■ **Work instructions**
Render everything from the line containing "Note: pick out the headlight" down to the line containing "column 194, row 136", both included, as a Markdown table with the columns No. and Line. Number each line in order and skip any blank ones.

[Source data]
-- start --

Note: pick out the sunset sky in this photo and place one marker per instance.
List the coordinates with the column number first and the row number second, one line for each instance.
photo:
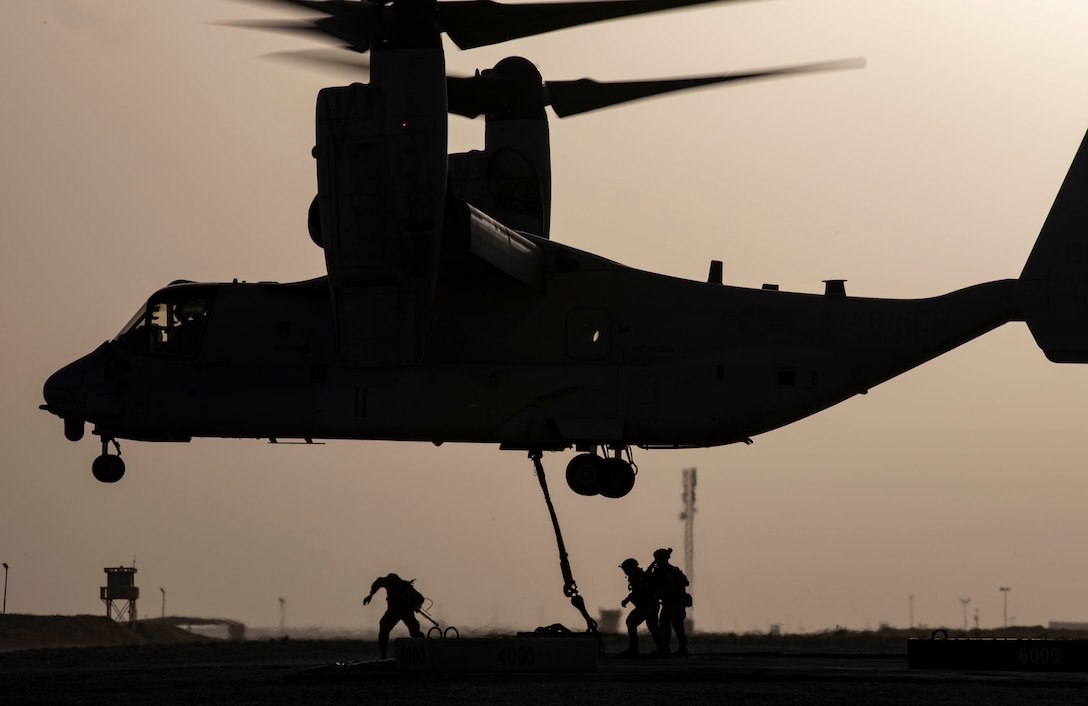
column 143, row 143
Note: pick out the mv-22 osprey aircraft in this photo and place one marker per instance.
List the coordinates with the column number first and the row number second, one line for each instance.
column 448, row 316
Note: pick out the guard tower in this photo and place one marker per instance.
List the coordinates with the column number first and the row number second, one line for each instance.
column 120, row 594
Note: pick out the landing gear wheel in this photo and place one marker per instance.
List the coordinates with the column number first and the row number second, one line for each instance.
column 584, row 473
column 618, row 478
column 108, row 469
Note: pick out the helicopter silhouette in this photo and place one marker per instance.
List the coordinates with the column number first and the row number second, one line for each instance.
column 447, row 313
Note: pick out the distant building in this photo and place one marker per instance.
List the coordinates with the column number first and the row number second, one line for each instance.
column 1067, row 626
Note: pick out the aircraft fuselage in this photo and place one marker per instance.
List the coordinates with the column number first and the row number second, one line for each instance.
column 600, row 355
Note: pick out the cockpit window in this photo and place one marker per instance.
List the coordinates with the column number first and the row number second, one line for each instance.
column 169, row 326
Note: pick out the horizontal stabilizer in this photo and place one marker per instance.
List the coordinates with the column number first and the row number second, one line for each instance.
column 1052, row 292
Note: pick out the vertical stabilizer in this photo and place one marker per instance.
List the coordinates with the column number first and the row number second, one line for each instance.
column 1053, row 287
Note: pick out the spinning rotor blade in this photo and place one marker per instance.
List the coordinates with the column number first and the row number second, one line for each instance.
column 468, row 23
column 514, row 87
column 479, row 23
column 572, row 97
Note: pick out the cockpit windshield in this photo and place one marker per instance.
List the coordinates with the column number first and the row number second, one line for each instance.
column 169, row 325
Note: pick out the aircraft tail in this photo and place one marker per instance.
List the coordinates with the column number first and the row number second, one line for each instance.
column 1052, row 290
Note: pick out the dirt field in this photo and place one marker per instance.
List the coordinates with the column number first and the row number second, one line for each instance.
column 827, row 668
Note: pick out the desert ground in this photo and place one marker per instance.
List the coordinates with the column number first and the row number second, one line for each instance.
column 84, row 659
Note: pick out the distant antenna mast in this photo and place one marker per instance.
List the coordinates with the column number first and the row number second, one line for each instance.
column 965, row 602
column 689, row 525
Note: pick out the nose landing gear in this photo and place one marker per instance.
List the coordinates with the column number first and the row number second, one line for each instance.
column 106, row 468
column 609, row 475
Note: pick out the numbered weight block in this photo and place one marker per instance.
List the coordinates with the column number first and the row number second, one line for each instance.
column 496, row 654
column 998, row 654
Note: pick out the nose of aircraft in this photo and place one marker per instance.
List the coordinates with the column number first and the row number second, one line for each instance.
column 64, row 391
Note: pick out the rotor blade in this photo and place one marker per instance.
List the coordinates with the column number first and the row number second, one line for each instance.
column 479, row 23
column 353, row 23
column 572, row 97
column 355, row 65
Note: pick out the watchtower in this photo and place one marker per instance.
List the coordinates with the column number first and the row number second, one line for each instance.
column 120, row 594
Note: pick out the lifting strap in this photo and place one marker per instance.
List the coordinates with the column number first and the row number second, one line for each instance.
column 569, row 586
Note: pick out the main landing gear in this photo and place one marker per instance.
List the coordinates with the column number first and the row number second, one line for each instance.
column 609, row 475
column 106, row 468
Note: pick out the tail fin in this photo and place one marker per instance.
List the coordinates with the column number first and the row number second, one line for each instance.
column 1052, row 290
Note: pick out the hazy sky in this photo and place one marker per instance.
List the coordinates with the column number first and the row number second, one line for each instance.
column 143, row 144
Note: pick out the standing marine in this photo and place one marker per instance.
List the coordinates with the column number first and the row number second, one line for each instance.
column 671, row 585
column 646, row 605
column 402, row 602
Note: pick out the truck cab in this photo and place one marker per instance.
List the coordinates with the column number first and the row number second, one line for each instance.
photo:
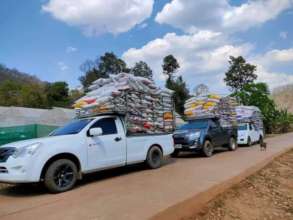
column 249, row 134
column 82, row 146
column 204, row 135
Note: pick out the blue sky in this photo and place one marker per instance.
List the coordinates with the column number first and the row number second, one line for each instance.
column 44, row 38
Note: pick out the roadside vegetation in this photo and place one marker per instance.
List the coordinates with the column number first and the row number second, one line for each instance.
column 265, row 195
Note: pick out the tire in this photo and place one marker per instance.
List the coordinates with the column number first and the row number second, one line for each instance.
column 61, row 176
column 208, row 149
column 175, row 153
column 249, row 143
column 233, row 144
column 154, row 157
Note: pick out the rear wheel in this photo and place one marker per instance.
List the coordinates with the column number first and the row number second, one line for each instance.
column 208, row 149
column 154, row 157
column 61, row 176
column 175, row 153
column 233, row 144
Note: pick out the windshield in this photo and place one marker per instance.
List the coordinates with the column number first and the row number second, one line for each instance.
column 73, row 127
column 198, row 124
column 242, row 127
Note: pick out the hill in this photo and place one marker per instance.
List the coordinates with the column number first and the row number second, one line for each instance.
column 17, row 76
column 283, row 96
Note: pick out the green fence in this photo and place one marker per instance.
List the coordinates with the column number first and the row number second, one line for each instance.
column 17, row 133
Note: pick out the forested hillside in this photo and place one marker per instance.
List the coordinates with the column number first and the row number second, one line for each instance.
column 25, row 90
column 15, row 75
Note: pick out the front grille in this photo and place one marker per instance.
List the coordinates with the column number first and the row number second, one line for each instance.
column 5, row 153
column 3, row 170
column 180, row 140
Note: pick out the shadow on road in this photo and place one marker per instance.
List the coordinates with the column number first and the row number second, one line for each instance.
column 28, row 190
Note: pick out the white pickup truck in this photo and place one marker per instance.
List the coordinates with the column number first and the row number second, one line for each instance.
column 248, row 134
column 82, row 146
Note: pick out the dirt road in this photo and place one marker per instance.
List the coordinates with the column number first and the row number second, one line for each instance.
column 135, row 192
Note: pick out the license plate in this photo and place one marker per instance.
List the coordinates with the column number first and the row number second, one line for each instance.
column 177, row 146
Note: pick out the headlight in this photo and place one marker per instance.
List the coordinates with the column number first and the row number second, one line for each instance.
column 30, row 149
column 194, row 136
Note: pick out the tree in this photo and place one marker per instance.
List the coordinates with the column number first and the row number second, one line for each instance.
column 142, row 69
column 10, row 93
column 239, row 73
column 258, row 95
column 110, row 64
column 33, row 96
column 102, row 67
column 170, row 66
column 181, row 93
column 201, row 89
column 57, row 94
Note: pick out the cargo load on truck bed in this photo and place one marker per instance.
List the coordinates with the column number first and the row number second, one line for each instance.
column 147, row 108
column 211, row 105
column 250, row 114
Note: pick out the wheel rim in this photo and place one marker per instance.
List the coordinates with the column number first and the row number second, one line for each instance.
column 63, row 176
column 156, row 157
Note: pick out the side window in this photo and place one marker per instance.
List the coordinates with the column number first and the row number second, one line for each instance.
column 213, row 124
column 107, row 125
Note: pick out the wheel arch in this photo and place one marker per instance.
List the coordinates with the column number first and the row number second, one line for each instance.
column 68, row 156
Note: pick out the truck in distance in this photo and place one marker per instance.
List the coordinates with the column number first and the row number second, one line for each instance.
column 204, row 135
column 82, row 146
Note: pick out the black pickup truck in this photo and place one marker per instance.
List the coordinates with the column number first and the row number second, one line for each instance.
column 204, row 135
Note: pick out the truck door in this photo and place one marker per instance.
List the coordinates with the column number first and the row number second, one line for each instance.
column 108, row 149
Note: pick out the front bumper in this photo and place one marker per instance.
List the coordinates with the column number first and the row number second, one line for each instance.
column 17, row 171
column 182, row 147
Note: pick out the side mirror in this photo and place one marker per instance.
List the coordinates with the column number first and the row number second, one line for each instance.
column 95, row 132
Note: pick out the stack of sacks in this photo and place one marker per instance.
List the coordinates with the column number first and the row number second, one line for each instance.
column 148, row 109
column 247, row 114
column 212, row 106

-- end --
-- start --

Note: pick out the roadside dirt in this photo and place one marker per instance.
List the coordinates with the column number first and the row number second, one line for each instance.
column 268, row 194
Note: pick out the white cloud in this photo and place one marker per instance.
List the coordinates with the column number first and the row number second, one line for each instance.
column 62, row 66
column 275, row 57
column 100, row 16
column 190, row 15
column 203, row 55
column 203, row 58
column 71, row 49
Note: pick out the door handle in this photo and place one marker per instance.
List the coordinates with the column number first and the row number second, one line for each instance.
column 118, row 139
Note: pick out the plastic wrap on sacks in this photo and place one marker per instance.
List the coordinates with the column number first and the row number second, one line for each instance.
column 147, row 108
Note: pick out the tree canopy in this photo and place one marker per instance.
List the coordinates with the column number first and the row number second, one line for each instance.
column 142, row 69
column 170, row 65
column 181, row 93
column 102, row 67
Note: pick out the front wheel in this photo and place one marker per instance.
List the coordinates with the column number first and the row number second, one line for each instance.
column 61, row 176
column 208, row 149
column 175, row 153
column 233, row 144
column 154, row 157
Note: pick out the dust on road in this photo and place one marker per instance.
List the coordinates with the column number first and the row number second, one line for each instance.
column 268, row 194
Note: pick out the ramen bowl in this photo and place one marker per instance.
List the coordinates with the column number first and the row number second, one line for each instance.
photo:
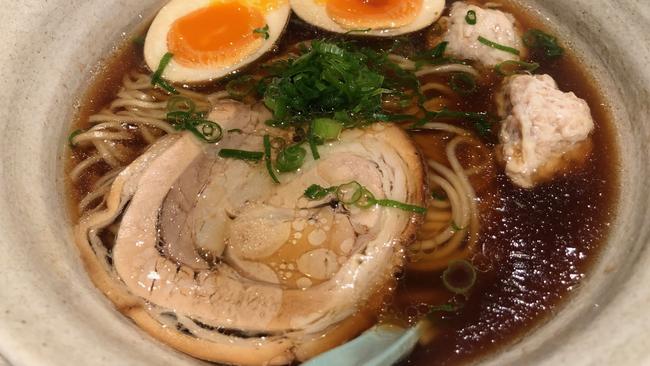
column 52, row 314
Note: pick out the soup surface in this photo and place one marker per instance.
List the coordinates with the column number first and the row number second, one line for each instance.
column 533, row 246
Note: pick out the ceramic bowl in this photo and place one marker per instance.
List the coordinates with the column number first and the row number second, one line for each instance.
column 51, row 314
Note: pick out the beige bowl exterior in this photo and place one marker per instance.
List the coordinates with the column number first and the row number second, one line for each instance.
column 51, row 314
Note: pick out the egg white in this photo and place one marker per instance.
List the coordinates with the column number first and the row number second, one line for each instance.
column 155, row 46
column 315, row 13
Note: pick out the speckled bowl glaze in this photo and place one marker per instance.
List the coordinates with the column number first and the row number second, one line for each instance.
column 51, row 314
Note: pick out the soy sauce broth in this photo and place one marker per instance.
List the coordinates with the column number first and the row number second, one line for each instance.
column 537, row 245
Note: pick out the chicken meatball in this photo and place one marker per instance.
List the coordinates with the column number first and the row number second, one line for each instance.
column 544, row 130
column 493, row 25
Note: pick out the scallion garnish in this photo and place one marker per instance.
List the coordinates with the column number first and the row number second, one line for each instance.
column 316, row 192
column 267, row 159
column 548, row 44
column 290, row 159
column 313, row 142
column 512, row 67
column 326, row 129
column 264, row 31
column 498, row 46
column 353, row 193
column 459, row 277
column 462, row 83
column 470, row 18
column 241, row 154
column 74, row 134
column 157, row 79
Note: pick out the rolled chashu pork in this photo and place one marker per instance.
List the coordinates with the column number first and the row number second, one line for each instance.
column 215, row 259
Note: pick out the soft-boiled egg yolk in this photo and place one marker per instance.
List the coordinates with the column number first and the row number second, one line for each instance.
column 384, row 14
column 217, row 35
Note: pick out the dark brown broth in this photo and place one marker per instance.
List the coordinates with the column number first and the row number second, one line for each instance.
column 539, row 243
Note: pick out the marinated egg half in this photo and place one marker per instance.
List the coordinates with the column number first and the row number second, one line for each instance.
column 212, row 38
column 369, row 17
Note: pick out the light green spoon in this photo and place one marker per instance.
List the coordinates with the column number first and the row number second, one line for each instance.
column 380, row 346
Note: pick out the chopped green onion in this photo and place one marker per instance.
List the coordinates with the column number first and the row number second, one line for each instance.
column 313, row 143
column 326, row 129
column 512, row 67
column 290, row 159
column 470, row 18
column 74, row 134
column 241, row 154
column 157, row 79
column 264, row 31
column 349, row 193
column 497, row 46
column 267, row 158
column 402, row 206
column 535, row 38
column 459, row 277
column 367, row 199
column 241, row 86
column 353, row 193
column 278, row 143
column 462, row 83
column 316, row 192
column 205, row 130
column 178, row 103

-- end --
-- start --

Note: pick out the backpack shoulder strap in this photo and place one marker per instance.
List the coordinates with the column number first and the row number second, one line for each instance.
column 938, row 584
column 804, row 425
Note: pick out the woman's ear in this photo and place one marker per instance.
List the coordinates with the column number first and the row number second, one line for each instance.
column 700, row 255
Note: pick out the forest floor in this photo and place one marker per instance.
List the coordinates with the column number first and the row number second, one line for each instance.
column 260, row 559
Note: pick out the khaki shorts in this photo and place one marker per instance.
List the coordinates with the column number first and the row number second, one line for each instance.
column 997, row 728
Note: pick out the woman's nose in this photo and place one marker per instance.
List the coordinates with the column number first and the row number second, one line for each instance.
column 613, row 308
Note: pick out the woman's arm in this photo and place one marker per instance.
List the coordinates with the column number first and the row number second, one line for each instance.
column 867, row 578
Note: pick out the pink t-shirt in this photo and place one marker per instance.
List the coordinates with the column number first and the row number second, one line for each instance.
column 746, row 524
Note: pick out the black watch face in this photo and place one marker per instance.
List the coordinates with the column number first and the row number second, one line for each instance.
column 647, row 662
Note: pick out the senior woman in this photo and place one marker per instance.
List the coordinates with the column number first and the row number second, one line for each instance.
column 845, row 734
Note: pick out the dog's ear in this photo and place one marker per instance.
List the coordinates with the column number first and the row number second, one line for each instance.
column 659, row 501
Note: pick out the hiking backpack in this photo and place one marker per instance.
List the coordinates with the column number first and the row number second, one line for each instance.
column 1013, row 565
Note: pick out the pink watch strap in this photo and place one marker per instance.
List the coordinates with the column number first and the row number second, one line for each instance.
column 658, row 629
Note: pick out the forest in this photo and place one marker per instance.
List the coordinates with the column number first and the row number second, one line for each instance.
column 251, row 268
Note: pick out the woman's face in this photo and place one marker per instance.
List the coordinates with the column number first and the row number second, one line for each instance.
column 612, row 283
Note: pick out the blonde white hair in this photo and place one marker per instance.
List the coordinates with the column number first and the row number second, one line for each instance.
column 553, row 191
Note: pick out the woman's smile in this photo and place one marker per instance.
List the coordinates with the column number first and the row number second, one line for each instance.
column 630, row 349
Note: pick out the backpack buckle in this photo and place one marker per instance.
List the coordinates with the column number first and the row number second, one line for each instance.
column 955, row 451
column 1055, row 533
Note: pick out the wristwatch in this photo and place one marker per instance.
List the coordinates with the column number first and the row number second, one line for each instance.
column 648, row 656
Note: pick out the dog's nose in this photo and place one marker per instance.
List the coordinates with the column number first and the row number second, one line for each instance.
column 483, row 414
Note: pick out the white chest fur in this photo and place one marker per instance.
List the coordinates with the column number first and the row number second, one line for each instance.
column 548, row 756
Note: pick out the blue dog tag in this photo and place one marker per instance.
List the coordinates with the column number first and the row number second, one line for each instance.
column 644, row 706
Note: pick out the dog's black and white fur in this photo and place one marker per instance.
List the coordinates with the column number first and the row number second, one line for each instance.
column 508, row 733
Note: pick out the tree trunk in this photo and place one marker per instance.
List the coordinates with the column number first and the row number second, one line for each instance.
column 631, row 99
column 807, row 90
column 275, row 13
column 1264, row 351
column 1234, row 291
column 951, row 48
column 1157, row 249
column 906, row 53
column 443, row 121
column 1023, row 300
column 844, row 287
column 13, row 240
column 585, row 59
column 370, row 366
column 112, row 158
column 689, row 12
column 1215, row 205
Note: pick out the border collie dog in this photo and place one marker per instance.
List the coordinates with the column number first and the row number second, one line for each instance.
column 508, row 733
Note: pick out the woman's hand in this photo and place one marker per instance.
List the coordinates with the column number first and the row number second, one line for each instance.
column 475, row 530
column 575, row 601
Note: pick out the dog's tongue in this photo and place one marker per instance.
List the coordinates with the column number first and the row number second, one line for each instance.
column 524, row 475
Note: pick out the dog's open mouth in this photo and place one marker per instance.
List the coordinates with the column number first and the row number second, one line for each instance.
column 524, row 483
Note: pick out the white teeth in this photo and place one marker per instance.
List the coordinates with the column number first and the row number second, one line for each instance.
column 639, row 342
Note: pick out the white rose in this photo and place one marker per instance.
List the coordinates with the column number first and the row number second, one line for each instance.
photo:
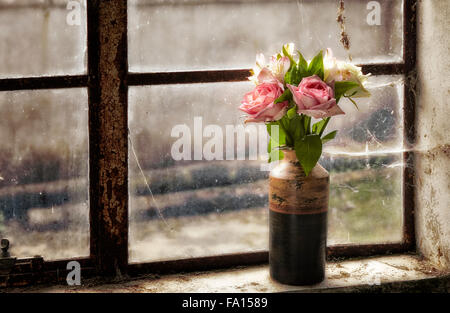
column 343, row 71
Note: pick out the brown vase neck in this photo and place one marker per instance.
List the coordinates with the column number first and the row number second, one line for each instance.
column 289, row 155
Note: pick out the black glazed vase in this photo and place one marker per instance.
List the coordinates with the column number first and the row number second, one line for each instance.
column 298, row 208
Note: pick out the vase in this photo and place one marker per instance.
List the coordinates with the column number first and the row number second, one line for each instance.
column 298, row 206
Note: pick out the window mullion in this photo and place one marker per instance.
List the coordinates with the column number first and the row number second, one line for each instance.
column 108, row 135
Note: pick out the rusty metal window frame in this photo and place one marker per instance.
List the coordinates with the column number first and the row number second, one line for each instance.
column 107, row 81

-- end --

■ **Task answer**
| No. | Line |
|---|---|
| 1 | Note: pick out the headlight in this photo and place one marker per instance. |
| 2 | List the coordinates with the column number first and the row number second, one line for each instance. |
| 3 | column 30, row 149 |
| 4 | column 194, row 136 |